Work to complete:
Restate the entries word for word, leaving nothing out.

- Opening Delimiter -

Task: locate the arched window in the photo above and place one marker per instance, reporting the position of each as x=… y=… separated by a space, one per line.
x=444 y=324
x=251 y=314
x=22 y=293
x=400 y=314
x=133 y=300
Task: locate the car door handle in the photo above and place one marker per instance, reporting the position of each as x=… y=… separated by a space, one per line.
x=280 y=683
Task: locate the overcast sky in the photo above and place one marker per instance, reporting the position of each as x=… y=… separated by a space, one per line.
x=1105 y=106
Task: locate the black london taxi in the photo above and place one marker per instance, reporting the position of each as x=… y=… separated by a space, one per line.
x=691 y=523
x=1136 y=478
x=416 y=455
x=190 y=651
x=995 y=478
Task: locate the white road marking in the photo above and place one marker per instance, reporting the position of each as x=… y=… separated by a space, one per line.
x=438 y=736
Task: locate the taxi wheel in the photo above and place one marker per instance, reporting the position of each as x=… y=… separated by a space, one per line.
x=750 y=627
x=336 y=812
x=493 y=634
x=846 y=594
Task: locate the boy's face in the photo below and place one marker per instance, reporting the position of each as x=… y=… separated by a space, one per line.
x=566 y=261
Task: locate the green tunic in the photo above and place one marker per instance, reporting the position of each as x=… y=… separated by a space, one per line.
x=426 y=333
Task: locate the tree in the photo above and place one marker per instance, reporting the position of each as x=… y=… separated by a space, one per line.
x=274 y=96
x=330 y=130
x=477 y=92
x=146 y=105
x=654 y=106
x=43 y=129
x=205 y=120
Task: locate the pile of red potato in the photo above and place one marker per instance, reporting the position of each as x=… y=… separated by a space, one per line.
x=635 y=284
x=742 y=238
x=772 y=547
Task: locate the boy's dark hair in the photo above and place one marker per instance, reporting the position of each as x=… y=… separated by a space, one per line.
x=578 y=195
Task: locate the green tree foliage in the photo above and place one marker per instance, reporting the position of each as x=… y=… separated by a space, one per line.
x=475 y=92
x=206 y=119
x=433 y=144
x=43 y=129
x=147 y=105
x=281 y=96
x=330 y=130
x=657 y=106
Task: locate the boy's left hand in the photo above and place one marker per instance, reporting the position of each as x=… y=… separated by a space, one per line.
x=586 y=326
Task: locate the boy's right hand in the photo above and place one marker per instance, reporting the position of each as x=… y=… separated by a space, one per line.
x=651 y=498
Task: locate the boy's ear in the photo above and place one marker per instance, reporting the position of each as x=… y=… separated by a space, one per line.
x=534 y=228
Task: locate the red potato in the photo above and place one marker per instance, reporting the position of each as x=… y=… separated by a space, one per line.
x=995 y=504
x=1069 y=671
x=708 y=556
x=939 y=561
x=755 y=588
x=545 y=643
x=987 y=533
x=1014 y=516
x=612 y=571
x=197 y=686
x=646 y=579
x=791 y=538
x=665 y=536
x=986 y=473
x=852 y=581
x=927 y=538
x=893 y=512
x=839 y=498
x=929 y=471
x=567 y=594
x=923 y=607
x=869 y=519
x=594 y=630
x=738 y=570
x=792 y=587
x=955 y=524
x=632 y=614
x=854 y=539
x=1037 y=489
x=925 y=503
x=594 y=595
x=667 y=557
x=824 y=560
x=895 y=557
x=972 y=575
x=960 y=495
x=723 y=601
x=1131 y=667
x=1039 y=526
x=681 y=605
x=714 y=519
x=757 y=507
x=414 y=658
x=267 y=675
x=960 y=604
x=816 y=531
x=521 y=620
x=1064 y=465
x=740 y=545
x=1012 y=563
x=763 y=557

- Closing Delimiter -

Solution below:
Task: locate the arched window in the photo above and place one marker per instance, reporting the position of each as x=… y=… separated by a space, one per line.
x=444 y=324
x=251 y=314
x=22 y=293
x=400 y=314
x=133 y=300
Task: locate the car door handle in the photo above and place one marker per instance, reporting the position of each as x=… y=… separated by a space, one per line.
x=280 y=683
Task: locate the overcast sky in the photo above and place one marker per instance, reporting the position of each as x=… y=… separated by a space, one per line.
x=1105 y=106
Task: locate the black london taxi in the photo above and place one marker per instance, reporting the position of each as x=… y=… separated by a space, one per line.
x=691 y=523
x=1136 y=478
x=416 y=455
x=190 y=651
x=995 y=478
Task: locate the white road marking in the photo above and place one marker per instance, reporting the position of each as x=… y=… separated by a space, one per line.
x=438 y=736
Task: locate the taxi wheel in the photo above and place one marker per instance, reporting the position of each as x=… y=… separated by a space, one per line.
x=750 y=627
x=336 y=812
x=493 y=634
x=846 y=594
Task: locate the boy's face in the photo below and place one marker per instance, reporting the position of each as x=… y=… separated by a space, one per line.
x=566 y=261
Task: locate the green tunic in the photo above and place one marker per instance, reporting the position of each as x=… y=… separated by a space, one per line.
x=426 y=333
Task: locate the tree in the photo above and place one marker per instance, reporting the position of each as x=… y=… separated by a space, one per line.
x=274 y=96
x=330 y=130
x=477 y=92
x=146 y=105
x=654 y=106
x=43 y=129
x=205 y=120
Task: locate the pile of red potato in the photo above and place one marker per instance, reporting the position of each as x=… y=… separated by a space, one per line.
x=635 y=284
x=742 y=238
x=772 y=547
Task: locate the boy's dark hair in the photo above and place one marker per instance, reporting the position of each as x=… y=… separated by a space, one per line.
x=578 y=195
Task: locate the green tree foliage in the photo above and place one marker per instance, reporting the position of each as x=… y=… separated by a space, one per line.
x=475 y=92
x=206 y=119
x=433 y=144
x=43 y=129
x=147 y=105
x=281 y=96
x=330 y=130
x=657 y=106
Task: locate the boy's left hand in the photo above and place one marker per instance, reporting the position of each as x=… y=… separated by a space, one per line.
x=586 y=326
Task: locate the boy's right hand in the photo above and place one marker per instance, reporting the position of each as x=… y=… separated by a space, one per line.
x=651 y=498
Task: locate the boy's ear in the photo above and place one marker per instance, reporting the position of each as x=… y=… separated by a space, one per line.
x=534 y=228
Task: locate the red potato in the photo above and place one marker per instance, reporting the position of each as x=… y=… separated by a space, one per line.
x=995 y=504
x=1069 y=671
x=708 y=556
x=939 y=561
x=755 y=588
x=545 y=643
x=987 y=533
x=1014 y=516
x=612 y=571
x=197 y=686
x=646 y=579
x=791 y=538
x=665 y=536
x=986 y=473
x=852 y=581
x=927 y=538
x=893 y=512
x=839 y=498
x=929 y=471
x=567 y=594
x=923 y=607
x=869 y=519
x=594 y=630
x=738 y=570
x=792 y=587
x=955 y=524
x=632 y=614
x=854 y=539
x=1037 y=489
x=925 y=503
x=594 y=595
x=667 y=557
x=824 y=560
x=895 y=557
x=972 y=575
x=960 y=495
x=723 y=601
x=1131 y=667
x=1039 y=526
x=681 y=605
x=714 y=519
x=757 y=507
x=414 y=658
x=267 y=675
x=960 y=604
x=816 y=531
x=521 y=620
x=1064 y=465
x=740 y=545
x=1012 y=563
x=763 y=557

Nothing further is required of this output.